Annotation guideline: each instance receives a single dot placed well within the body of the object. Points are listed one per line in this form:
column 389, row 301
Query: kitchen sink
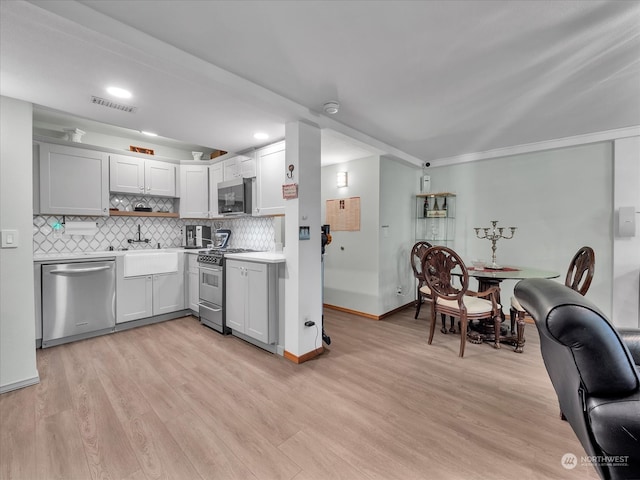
column 138, row 263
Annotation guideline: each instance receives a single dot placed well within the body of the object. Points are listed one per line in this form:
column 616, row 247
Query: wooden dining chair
column 440, row 266
column 579, row 277
column 416, row 265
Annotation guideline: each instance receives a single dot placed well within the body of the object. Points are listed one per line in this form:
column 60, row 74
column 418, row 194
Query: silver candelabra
column 494, row 236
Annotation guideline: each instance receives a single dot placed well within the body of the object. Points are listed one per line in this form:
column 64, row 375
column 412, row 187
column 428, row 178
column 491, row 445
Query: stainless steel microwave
column 235, row 197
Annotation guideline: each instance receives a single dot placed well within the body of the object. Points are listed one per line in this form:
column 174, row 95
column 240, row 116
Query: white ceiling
column 418, row 80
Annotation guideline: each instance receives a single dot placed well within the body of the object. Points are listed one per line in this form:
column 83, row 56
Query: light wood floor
column 179, row 401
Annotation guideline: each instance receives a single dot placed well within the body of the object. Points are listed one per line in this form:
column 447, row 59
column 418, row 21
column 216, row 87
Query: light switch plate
§ §
*STATED GOAL*. Ignore the images and quote every line of the listing exactly.

*TASK SOLUTION*.
Annotation guideline: each instance receives a single dot placed well within the body of the object. Points are listed one per line in this form:
column 389, row 301
Query: kitchen sink
column 138, row 263
Annotation guideline: each instance receives a single dot placed well within the body of the object. Points are listed one per line in this form:
column 616, row 247
Query: wooden dining chair
column 440, row 266
column 579, row 277
column 416, row 265
Annotation guideline: each instance receives a single dot placed well within the body of the object. Points are listed one per line in this form:
column 60, row 74
column 418, row 194
Query: silver candelabra
column 494, row 236
Annotation guideline: each instance receives a single dot placed well within the body of the object. Points are listed one per line in this form:
column 64, row 375
column 412, row 187
column 428, row 178
column 491, row 445
Query: stainless steel microwave
column 235, row 197
Annotation guideline: each instance receives a single dot placed well within the body of the object. Points are listed one per line in this form:
column 174, row 95
column 240, row 116
Query: white ceiling
column 418, row 80
Annotation guideline: each instance receives a single dot placed well within the body of the object. Points are listed one per line in this form:
column 83, row 56
Query: light wood floor
column 179, row 401
Annotation guideline: each instance receives a single dot placed well within the body of the object. Points are listed one per line in this form:
column 447, row 59
column 418, row 21
column 216, row 87
Query: light switch plate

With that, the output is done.